Collected data
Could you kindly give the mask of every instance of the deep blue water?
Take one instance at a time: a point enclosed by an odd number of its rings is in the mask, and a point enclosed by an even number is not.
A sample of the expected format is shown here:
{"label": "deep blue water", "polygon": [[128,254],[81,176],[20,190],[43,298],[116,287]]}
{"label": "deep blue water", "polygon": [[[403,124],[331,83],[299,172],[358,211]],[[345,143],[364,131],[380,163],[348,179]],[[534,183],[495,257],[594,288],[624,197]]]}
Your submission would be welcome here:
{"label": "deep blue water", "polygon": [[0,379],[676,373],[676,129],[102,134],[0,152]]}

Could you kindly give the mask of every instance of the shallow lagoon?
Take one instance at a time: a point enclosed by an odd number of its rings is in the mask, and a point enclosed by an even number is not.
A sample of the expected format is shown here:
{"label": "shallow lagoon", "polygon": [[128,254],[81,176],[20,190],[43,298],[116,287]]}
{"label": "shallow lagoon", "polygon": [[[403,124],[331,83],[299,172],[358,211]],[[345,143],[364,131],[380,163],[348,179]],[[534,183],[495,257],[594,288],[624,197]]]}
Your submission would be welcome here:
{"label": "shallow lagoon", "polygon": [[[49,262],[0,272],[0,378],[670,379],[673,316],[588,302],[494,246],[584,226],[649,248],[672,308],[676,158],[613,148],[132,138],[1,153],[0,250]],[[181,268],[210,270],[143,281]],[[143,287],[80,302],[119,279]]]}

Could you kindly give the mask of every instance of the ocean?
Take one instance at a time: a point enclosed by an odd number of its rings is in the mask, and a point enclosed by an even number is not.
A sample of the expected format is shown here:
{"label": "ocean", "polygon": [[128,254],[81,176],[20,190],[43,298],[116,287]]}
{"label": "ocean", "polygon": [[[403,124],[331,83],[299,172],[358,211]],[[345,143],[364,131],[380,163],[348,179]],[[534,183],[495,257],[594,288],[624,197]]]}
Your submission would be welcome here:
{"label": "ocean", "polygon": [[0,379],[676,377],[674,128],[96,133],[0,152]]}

- Given request
Reproduce all of the material above line for line, with no changes to wording or order.

- Result
Could you kindly give the mask of every instance of the deep blue water?
Take one instance at a time: a point enclosed by an odd number of its rings is in the mask, and a point enclosed by an even number is not.
A sample of the expected format is shown here:
{"label": "deep blue water", "polygon": [[128,254],[81,176],[20,190],[43,298],[116,287]]}
{"label": "deep blue water", "polygon": [[[403,124],[331,83],[299,172],[358,211]],[[345,143],[364,131],[380,163],[348,179]],[[534,183],[495,257],[594,288],[624,197]]]}
Your submission would be welcome here:
{"label": "deep blue water", "polygon": [[0,379],[676,373],[676,129],[102,134],[0,152]]}

Could you kindly give the mask of every instance of the shallow lagoon?
Take one instance at a time: a point enclosed by an odd number of its rings is in the mask, and a point enclosed by an even number is not.
A sample of the expected format is shown here:
{"label": "shallow lagoon", "polygon": [[128,254],[81,176],[20,190],[43,298],[116,287]]}
{"label": "shallow lagoon", "polygon": [[[403,124],[331,83],[299,172],[358,211]],[[345,143],[364,131],[380,163],[348,179]],[[534,183],[495,257],[594,288],[624,197]]]}
Your submission would be welcome here:
{"label": "shallow lagoon", "polygon": [[[49,262],[0,272],[0,378],[670,379],[673,316],[588,302],[494,246],[584,226],[649,248],[672,308],[676,158],[613,148],[132,138],[1,153],[0,250]],[[181,268],[210,270],[143,281]],[[143,287],[80,302],[119,279]]]}

Could you kindly give the mask of every instance of the ocean?
Take one instance at a time: a point enclosed by an odd number of its rings is in the mask, and a point enclosed by an even number is not.
A sample of the expected format is shown here:
{"label": "ocean", "polygon": [[128,254],[81,176],[20,190],[43,298],[116,287]]}
{"label": "ocean", "polygon": [[[403,124],[331,83],[299,172],[358,211]],[[345,143],[364,131],[380,163],[348,179]],[[534,183],[495,257],[594,288],[624,197]]]}
Your submission would be welcome here:
{"label": "ocean", "polygon": [[0,379],[676,377],[674,128],[96,133],[0,152]]}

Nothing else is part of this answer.